● Exercise inputs
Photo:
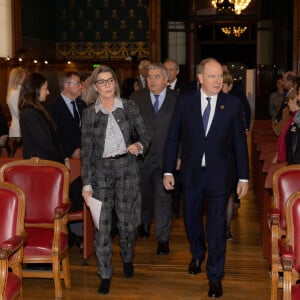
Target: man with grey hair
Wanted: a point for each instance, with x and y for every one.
(156, 106)
(143, 72)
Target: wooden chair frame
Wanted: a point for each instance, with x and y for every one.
(60, 220)
(278, 227)
(11, 250)
(290, 273)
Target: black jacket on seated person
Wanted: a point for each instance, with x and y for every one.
(293, 141)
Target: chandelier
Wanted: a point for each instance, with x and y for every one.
(232, 31)
(230, 6)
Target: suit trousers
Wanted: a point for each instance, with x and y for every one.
(216, 203)
(117, 186)
(155, 200)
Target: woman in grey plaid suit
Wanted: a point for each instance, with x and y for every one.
(109, 168)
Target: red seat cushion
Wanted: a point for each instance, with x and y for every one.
(13, 286)
(39, 242)
(296, 292)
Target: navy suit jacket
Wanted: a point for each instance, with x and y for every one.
(156, 125)
(225, 145)
(69, 133)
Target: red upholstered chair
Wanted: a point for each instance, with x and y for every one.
(12, 238)
(290, 249)
(46, 186)
(286, 181)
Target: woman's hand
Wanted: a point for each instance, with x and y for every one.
(135, 149)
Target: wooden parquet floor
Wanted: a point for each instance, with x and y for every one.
(166, 277)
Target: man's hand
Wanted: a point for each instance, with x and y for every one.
(169, 182)
(76, 153)
(242, 189)
(86, 196)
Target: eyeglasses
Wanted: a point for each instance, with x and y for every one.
(214, 77)
(74, 82)
(103, 82)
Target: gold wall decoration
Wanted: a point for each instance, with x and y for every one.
(96, 51)
(112, 28)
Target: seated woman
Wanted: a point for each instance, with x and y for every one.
(293, 136)
(37, 127)
(284, 145)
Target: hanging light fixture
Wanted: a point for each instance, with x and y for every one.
(233, 31)
(230, 6)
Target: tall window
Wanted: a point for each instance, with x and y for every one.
(177, 42)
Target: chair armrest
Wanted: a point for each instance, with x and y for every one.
(274, 216)
(61, 210)
(10, 246)
(287, 256)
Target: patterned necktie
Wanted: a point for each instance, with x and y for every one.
(75, 114)
(156, 103)
(206, 114)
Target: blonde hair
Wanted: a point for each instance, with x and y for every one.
(92, 94)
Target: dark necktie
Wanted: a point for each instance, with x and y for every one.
(206, 114)
(156, 103)
(75, 114)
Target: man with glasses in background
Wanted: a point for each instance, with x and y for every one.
(66, 111)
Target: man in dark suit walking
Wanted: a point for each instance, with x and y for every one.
(209, 126)
(66, 111)
(156, 106)
(179, 86)
(174, 83)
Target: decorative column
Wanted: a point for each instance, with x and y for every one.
(296, 37)
(154, 30)
(265, 43)
(6, 47)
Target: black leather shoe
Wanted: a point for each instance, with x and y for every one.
(215, 289)
(229, 237)
(195, 266)
(104, 286)
(128, 269)
(144, 231)
(163, 247)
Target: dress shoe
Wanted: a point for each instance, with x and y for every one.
(229, 237)
(195, 266)
(128, 269)
(215, 289)
(163, 247)
(104, 286)
(145, 231)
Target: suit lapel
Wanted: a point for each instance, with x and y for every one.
(218, 113)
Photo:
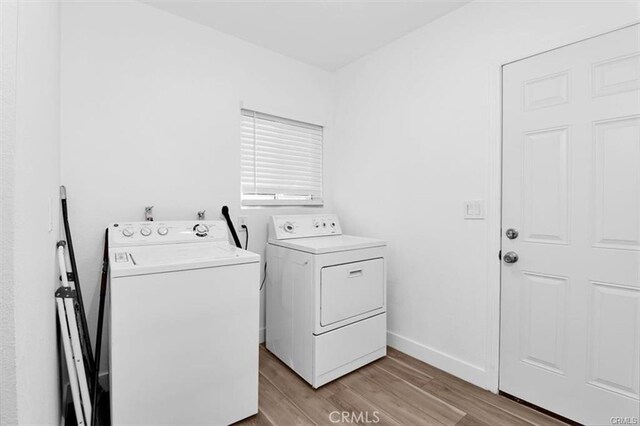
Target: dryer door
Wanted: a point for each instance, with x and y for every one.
(350, 290)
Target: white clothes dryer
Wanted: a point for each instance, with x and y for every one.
(325, 297)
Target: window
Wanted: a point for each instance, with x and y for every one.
(281, 161)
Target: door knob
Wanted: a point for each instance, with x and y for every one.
(512, 234)
(510, 257)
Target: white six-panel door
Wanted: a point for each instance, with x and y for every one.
(570, 303)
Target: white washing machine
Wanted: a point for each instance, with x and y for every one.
(326, 297)
(184, 324)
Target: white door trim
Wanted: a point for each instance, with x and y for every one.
(494, 207)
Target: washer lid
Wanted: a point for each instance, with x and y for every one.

● Task prompt
Edit the data, beginning at the line that contains "Target: suit lapel" and continuing through the end of the data, replacing "door knob" with "doorknob" and leaving everything else unchanged. Omit the pictures from your answer.

● Written response
Target: suit lapel
Wanted: a point for each instance, with x and y for every one.
(218, 113)
Photo:
Target: dryer door
Wanted: a point for each instance, with x and y for every one.
(350, 290)
Target: white clothes dryer
Wanted: a point for each instance, with x and y for every one.
(325, 297)
Target: window
Wanted: a point for each instance, with x and y for every one.
(281, 161)
Target: doorknob
Wanted: a point for each instance, with x and y for every one.
(512, 234)
(510, 257)
Target: white six-panel door
Wanted: a point for each instance, with x and y for every one.
(570, 303)
Target: white washing machine
Wanted: a point for each instance, with x and y for every one.
(326, 297)
(184, 324)
Target: white door trim
Wanted: a point for each instance, with x and y for every one.
(494, 207)
Target: washer lid
Wanted: a point for each instance, with x and y for every one.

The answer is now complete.